What the exercise asks:
Copy the rows from the line holding "Security feed analysis: the operator needs to locate man's eye" through the end of the rows, inclusive, swapping "operator" for "analyst" and leaving everything else as is. Return only those lines.

----- Supplied records

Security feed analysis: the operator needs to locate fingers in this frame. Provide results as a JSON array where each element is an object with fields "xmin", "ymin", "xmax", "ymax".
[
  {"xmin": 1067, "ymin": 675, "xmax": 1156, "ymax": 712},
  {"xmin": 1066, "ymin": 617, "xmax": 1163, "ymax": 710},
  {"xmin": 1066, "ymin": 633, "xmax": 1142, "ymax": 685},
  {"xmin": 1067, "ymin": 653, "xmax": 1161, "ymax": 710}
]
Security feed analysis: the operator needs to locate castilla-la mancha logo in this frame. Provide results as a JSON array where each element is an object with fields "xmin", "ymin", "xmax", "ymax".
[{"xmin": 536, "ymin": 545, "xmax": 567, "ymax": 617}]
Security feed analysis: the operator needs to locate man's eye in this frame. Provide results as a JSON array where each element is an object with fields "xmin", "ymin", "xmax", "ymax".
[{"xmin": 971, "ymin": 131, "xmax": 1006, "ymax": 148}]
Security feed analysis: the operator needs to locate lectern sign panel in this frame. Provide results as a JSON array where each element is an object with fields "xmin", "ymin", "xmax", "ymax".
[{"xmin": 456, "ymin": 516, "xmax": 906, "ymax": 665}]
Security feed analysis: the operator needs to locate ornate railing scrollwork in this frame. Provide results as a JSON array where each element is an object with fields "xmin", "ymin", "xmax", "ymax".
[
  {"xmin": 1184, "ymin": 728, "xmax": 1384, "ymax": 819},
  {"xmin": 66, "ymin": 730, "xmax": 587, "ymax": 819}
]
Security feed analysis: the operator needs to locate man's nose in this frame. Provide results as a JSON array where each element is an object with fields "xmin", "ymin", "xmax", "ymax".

----------

Full answer:
Security feed analysis: the analyst needs to locate man's eye in this frame. Provide results as a JSON array where each element is an object with fields "xmin", "ymin", "xmax", "ymax".
[{"xmin": 971, "ymin": 131, "xmax": 1006, "ymax": 148}]
Security feed analysis: the analyst needs to locate lectern sign panel in this frame. Provide results as a JSON array where each element is an object with fields "xmin", "ymin", "xmax", "ymax".
[{"xmin": 456, "ymin": 516, "xmax": 906, "ymax": 665}]
Security feed analysis: the analyst needs to locate ornate railing scrollwork in this frame. Provide results as a JSON array where each element is an object with fields "xmin", "ymin", "xmax", "ymax".
[
  {"xmin": 1184, "ymin": 728, "xmax": 1384, "ymax": 819},
  {"xmin": 66, "ymin": 730, "xmax": 587, "ymax": 819}
]
Security feed analysis: the analyst needs to locate man's nose in this frame. Provide results as a JSON array where each element is an object with fields "xmin", "ymin", "xmax", "ymax".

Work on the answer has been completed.